▶ **Trecho para leitura**:
====

Esses postulados, no entanto, não receberam dos profissionais uma interpretação
uniforme, dando ensejo a práticas que transparecem como formas de obter de modo
transverso aquilo que se proíbe. A partir dessa preocupação, com o advento do
novo Estatuto da Advocacia, veio a ser editada norma mais particularizada, de
modo a gizar, bem mais de perto, a publicidade permitida e proibida na
atividade do advogado.
2. O parágrafo
único do art. 33, do Estatuto da Advocacia delegou a regulamentação da
publicidade ao Código de Ética e Disciplina, embora contenha, no mínimo,
três princípios que se prestam mesmo como enunciados genéricos, dos quais
devem ser deduzidos, mais amiúde, os postulados disciplinadores da matéria.

====

▶ **Questões**:
• a. Segundo o trecho sobre a publicidade na advocacia, a que código o parágrafo único do art. 33 do Estatuto da Advocacia delegou a regulamentação da publicidade?
• b. Por favor, explique por que, conforme o trecho sobre a publicidade na advocacia, veio a ser editada uma norma mais particularizada com o novo Estatuto da Advocacia.
• c. Prossiga o trecho sobre a publicidade na advocacia a partir da última frase apresentada.
Os itens são material à parte, independente do trecho sobre a publicidade na advocacia.

Registros brutos:
====

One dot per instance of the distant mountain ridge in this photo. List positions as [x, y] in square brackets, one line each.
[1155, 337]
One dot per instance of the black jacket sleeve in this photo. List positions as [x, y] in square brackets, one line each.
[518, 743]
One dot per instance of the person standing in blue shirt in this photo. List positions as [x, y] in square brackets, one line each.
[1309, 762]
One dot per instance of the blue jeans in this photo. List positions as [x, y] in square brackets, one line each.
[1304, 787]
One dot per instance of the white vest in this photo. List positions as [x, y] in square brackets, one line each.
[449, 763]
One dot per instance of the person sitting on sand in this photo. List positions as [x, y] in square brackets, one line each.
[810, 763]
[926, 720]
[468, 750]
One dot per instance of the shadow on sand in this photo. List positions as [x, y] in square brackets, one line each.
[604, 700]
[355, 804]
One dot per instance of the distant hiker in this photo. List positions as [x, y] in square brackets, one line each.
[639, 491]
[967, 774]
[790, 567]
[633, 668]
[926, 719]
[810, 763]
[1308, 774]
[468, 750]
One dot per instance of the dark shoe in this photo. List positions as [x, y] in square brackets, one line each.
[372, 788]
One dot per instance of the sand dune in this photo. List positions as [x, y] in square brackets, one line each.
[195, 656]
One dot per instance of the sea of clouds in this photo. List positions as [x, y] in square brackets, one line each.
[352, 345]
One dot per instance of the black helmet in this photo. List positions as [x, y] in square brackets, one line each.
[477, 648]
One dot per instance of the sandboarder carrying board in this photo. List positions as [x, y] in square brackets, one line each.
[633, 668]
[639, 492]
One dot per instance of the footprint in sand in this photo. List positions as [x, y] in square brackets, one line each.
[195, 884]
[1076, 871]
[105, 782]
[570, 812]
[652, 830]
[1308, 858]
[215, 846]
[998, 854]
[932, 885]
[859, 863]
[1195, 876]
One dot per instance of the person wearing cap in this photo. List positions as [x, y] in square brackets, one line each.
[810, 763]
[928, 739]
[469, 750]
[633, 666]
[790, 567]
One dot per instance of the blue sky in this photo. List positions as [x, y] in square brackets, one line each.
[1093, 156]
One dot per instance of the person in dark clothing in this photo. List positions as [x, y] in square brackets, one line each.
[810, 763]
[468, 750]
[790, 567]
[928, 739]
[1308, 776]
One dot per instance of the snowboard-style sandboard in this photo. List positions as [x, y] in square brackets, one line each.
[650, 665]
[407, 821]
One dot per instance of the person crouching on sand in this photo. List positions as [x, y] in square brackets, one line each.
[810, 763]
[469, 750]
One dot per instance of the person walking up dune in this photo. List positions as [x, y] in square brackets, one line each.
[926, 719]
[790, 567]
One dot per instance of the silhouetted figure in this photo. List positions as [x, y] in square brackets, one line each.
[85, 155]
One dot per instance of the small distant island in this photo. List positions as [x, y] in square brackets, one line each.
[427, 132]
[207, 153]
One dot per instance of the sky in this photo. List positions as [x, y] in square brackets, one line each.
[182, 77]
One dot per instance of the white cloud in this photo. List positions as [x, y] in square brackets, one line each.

====

▶ **Respostas por questão**:
• a. Ao Código de Ética e Disciplina.

• b. Os postulados anteriores não receberam dos profissionais uma interpretação uniforme. Isso deu ensejo a práticas que pareciam formas de obter de modo transverso aquilo que se proíbe. Por isso, editou-se uma norma que delimitasse bem mais de perto a publicidade permitida e a proibida na atividade do advogado.

• c.
Assim, segundo o Estatuto, constitui infração disciplinar “angariar ou captar
causas, com ou sem a intervenção de terceiros” (art. 34, IV); “fazer publicar
na imprensa, desnecessária e habitualmente, alegações forenses ou relativas a
causas pendentes” (art. 34, XIII); e veda-se a divulgação da Advocacia em
conjunto com outra atividade (art. 1o., § 3o.).
Cumprindo a
norma do Estatuto, o Código de Ética e Disciplina dedicou especificamente à
publicidade todo o seu Capítulo IV, abrangendo os arts. 28 a 34, onde
minuciosamente elenca o permitido e o proibido em termos de publicidade4.
A minúcia até abunda, mas não prejudica. Por detrás da regulamentação detalhada
está o princípio do art. 7o. do mesmo Código de Ética e Disciplina,
que prescreve ser “vedado o oferecimento de serviços profissionais que
impliquem, direta ou indiretamente, inculcação ou captação de clientela”. O
conjunto das normas induz, recomenda e mesmo impõe a discrição, o que, sem
dúvida, colide flagrantemente com a realidade que hoje se vive em outros campos
de atuação, onde a propaganda continua sendo a alma do
negócio.
Justifica-se
uma norma restritiva à publicidade na Advocacia? Evidente que sim5.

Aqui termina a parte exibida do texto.